> [Passage to read]:

----------------------------------------

Jetpack Search is a powerful replacement for the search capability built into WordPress. It is a paid upgrade to the Jetpack plugin that provides higher quality results and an improved search experience. Upgrade today to get started.
This support article covers how to use customize using the search api and is intended for developers.
Each search result is a single Elasticsearch document. Currently there is only a single document type.The top level code for building our index is open sourced and is the best place to look if you want the details. Below though is a written description of all the fields that are safe to rely on. Certain fields (especially about extracted post content) are likely to change due to Gutenberg indexing and so they have been left out.
- Post Info
- Post Language
- Post Author
- Post Content
- Post Tags and Categories
- Post Custom Taxonomies
- Post Interactions
- Post Dates
- Post Meta
Description of the Fields
We use a few specific terms to specify fields below.
Data Type: description of the data that is stored
- number
- string
- boolean
- date
Type Details: details about the mapping for that field
- short, integer, long
- boolean
- text: An analyzed string. Tokenized into multiple terms.
- keyword: The string is treated as a single term. Keyword strings get truncated.

----------------------------------------

> [Listing]:
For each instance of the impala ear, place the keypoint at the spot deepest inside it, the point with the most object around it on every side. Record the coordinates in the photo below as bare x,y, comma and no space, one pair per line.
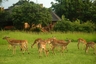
6,37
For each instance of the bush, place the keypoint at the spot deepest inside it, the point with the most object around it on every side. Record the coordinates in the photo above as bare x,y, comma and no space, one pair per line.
66,25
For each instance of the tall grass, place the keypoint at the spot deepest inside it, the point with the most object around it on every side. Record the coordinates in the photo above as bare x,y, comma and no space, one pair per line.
73,56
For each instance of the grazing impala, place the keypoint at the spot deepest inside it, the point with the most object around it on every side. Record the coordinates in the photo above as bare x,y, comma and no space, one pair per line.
14,43
81,40
41,44
88,45
61,43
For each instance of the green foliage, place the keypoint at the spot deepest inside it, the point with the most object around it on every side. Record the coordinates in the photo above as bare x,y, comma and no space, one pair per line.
73,56
66,25
31,13
76,9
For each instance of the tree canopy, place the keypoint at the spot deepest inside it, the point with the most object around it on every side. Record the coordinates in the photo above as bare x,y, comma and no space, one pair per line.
75,9
31,13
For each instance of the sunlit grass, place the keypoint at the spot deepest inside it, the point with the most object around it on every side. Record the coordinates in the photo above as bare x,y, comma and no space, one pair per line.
73,56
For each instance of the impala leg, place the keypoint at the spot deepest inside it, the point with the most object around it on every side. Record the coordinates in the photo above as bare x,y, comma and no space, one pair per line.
9,47
93,48
14,49
53,49
86,49
78,45
40,52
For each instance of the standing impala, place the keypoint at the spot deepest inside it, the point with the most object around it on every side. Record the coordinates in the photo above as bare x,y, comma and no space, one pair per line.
14,43
88,45
82,41
55,43
41,44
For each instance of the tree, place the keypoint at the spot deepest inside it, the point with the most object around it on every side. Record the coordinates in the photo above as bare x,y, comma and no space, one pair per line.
2,1
74,9
31,13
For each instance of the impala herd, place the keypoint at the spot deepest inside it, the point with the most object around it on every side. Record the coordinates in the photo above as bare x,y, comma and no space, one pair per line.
42,44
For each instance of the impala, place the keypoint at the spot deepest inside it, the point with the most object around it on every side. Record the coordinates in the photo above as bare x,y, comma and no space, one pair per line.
55,43
81,40
88,45
41,44
14,43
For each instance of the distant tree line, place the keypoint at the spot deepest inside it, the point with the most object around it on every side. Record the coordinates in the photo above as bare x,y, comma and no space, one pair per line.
84,10
25,11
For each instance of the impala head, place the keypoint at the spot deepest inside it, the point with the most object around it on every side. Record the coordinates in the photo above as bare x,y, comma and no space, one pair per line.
6,37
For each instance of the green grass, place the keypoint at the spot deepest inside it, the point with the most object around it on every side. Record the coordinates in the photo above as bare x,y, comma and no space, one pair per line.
73,56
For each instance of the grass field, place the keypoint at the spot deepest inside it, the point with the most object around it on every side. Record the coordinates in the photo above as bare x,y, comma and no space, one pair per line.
73,56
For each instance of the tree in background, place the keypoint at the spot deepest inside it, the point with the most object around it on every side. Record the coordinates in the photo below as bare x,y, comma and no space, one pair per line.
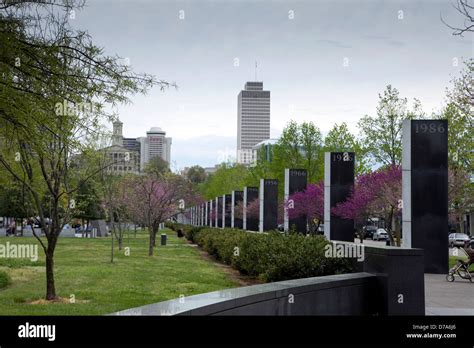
88,205
154,200
55,83
196,175
300,146
309,204
228,177
465,9
381,135
340,139
376,194
157,166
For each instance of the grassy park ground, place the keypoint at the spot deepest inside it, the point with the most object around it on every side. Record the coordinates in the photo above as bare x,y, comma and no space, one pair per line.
83,270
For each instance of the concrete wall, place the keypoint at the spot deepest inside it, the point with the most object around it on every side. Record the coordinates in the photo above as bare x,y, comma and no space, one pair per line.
344,294
390,281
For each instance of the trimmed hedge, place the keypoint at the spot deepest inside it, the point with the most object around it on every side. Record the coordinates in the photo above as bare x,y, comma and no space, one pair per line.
270,257
5,280
188,230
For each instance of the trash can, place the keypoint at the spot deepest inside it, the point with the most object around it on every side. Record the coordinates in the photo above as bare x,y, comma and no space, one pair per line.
163,239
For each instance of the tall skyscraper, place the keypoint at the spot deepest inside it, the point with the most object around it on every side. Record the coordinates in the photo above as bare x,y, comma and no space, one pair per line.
253,119
155,144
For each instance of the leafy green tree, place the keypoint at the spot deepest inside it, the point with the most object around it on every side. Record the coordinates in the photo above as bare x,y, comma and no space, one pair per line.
459,113
229,176
340,139
382,134
54,86
196,175
157,166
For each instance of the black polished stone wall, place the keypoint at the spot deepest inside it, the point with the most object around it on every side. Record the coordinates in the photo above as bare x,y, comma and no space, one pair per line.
238,198
429,192
270,204
342,181
252,222
228,212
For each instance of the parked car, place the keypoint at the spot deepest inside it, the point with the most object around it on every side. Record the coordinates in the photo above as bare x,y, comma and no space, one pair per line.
380,234
458,239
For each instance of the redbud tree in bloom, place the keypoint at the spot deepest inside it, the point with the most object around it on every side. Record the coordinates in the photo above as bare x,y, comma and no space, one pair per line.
308,203
153,200
376,194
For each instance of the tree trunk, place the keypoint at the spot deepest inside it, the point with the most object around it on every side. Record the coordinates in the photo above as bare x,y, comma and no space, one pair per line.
50,287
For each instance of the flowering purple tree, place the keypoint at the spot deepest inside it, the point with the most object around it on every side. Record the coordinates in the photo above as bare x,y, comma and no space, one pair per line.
375,194
153,200
308,203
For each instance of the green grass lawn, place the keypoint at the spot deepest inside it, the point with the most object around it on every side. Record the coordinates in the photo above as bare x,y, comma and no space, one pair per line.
83,269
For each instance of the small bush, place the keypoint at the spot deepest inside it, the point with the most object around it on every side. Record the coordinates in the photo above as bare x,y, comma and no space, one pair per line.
5,280
272,256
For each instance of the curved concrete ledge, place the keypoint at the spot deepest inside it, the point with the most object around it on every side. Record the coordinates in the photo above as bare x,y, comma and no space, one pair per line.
344,294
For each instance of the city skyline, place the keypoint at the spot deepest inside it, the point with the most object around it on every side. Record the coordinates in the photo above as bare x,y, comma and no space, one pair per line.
209,49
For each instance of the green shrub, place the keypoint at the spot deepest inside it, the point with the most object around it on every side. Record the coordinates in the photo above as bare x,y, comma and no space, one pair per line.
271,257
5,280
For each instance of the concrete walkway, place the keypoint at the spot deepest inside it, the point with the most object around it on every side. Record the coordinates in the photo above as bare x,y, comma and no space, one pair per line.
445,298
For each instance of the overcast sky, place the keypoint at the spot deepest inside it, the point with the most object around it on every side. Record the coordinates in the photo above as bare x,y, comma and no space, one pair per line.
300,46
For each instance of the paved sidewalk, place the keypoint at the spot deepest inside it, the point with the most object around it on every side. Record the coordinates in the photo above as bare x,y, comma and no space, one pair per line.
445,298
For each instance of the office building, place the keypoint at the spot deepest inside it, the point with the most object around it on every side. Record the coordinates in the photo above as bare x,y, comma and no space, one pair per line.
253,120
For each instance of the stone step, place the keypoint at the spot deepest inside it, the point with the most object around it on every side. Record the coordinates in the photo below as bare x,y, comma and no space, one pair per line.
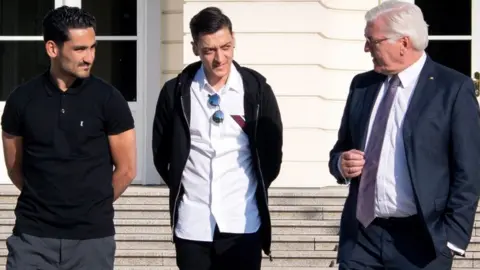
152,211
263,268
158,195
281,259
163,242
153,258
162,226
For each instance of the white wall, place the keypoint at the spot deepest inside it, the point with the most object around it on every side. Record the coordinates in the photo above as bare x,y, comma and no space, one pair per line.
308,50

----------------------------------------

Condense the paragraph in the Jetpack Search page that begins "Each search result is" into a short bulleted list that keeps its main facts.

- Each search result is one Elasticsearch document, and there is currently only one document type.
- The top-level code that builds the index is open source and is the best place to look for details.
- A written description covers all the fields that are safe to rely on.
- Some fields, especially those about extracted post content, are left out because Gutenberg indexing will likely change them.